> EXERCISE
Copy the part that opens with the line containing "For this batch, your assigned class is blue" and closes with the line containing "xmin=762 ymin=104 xmax=1084 ymax=1092", swapping "kitchen towel" for "dish towel" and keeping everything else the same.

=== ENTRIES PROVIDED ===

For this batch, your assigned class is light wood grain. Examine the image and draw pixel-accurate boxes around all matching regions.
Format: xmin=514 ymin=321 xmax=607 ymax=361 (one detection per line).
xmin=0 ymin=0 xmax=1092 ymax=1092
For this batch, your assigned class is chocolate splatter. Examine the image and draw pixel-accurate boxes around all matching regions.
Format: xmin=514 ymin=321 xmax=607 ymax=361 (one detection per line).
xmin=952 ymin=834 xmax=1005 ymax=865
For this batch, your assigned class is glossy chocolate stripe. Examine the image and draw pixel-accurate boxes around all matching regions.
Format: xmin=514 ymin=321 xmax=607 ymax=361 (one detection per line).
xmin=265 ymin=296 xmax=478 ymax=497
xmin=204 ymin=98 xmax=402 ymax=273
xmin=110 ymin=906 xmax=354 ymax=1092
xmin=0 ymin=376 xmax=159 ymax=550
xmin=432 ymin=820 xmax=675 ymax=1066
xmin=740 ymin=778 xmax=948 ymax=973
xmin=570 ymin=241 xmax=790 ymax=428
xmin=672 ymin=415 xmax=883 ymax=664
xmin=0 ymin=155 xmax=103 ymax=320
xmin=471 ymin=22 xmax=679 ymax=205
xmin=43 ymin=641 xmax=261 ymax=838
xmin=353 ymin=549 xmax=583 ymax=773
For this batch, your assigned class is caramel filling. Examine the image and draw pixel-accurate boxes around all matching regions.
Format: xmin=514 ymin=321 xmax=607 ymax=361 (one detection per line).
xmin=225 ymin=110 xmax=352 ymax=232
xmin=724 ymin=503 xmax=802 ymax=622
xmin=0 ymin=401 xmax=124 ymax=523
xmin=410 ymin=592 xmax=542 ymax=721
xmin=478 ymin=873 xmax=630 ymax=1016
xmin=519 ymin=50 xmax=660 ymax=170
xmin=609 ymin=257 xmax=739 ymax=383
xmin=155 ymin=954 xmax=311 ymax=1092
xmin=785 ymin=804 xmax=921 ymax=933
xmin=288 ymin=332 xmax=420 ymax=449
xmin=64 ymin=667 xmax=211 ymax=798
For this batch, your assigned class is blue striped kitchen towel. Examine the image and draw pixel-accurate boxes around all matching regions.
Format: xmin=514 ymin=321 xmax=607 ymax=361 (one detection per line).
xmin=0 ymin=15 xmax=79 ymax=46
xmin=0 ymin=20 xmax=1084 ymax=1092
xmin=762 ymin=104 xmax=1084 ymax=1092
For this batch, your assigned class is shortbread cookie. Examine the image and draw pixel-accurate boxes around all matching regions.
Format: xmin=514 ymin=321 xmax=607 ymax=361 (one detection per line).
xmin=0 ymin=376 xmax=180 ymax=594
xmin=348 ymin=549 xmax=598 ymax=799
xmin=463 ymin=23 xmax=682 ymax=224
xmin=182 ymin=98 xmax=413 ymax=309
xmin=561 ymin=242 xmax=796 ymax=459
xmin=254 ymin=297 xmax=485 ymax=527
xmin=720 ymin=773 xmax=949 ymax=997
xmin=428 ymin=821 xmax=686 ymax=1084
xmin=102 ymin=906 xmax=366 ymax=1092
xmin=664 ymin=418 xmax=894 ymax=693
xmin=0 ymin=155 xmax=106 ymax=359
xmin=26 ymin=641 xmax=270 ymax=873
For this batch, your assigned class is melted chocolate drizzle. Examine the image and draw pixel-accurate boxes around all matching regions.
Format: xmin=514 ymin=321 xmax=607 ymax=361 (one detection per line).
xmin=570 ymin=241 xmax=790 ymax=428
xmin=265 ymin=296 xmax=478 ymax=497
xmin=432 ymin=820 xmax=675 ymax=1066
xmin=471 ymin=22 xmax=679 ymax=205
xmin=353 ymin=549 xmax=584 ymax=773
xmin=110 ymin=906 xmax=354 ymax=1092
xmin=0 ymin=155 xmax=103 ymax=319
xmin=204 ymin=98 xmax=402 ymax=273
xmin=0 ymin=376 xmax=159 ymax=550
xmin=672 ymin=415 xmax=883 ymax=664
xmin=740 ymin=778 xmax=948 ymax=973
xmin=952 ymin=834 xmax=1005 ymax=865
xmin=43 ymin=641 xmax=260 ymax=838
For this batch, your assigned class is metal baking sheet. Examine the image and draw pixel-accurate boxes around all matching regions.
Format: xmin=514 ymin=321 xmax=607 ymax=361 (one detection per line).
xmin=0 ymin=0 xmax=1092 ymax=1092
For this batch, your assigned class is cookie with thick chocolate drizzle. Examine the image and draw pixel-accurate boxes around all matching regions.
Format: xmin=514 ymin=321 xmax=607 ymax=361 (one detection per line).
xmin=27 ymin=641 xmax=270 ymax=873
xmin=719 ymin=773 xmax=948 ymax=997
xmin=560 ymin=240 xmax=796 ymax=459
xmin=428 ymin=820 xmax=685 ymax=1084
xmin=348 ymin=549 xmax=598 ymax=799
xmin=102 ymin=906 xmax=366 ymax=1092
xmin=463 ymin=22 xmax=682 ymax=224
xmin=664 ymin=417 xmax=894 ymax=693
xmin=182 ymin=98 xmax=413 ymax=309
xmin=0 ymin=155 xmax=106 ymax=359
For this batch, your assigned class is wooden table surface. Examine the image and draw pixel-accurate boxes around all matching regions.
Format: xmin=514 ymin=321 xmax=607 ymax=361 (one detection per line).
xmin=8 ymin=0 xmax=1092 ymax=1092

===

> RESPONSE TO THIS EXERCISE
For this batch, your assigned class is blue striped dish towel. Examine the image and draw pixel-accurate boxes around all matching regions.
Format: xmin=514 ymin=321 xmax=607 ymax=361 (one detection per line).
xmin=0 ymin=15 xmax=79 ymax=46
xmin=0 ymin=20 xmax=1084 ymax=1092
xmin=762 ymin=104 xmax=1084 ymax=1092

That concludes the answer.